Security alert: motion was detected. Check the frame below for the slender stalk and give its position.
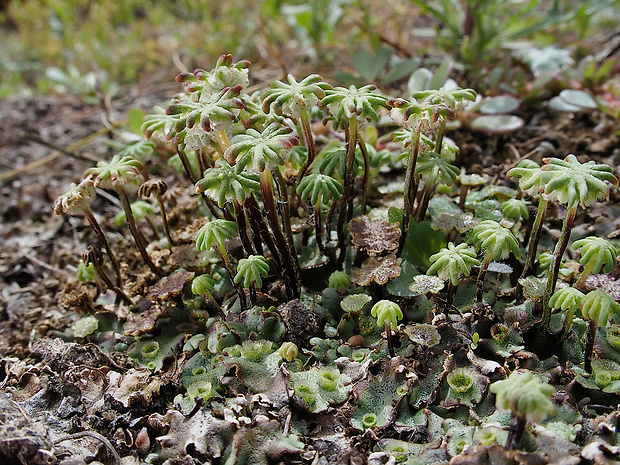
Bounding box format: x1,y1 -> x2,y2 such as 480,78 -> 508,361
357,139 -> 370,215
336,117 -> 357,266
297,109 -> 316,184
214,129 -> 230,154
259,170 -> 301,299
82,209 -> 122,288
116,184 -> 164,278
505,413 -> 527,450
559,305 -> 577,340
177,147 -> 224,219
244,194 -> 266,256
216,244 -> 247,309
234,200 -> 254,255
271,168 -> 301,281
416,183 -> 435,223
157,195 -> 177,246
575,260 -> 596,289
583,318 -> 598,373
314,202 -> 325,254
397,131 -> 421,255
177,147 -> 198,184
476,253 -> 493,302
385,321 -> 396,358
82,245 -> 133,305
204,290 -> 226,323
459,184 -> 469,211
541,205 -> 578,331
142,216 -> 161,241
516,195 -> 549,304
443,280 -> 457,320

* * *

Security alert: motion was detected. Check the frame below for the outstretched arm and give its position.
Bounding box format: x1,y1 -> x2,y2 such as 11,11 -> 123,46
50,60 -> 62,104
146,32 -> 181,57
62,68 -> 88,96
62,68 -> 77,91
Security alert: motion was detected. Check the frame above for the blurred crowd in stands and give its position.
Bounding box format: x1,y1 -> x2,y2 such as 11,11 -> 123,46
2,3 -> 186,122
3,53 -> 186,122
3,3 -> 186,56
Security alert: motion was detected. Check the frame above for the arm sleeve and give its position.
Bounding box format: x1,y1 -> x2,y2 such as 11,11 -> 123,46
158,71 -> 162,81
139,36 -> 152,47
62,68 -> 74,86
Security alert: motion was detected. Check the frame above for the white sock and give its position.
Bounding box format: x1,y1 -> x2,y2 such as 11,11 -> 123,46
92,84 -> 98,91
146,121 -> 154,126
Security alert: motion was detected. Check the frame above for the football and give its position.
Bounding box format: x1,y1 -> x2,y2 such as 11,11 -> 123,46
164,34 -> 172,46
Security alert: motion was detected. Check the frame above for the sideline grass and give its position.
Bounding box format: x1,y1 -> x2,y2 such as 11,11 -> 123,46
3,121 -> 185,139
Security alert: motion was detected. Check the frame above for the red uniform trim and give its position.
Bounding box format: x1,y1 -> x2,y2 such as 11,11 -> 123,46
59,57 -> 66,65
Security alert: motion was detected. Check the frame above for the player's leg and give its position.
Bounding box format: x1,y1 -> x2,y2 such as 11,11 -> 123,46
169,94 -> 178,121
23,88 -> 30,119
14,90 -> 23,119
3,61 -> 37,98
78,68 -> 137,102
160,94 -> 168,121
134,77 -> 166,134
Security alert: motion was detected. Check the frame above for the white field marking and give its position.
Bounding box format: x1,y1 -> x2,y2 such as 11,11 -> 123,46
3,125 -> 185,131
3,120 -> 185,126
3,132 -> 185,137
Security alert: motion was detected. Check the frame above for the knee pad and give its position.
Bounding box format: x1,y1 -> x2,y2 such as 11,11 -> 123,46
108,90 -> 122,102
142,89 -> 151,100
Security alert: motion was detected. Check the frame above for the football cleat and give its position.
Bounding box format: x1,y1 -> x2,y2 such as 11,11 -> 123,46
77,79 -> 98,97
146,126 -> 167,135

TO BE DONE
Copy out everything from the line containing "cleat and give its position." down to the line containing "146,126 -> 167,135", both of those lines included, word for word.

FINISHED ANSWER
Security alert: motion was detected. Check the frame above for the football cleat and give its position.
Bounding box format: x1,y1 -> x2,y2 such as 11,11 -> 123,46
77,79 -> 98,97
146,126 -> 167,135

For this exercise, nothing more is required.